To do =
Render the records below as a two-column CSV with the headers request and answer, one row per record. Put each record's text and its answer in their own quoted fields, and replace line breaks with spaces.

■ ■ ■

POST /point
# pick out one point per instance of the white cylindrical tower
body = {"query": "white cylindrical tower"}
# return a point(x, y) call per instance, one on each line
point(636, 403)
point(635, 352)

■ ■ ■

Correct answer =
request,answer
"POST /point # pick out one point per instance of the white cylindrical tower body = {""query"": ""white cylindrical tower""} # return a point(x, y) call per instance, one on each line","point(636, 403) point(635, 352)"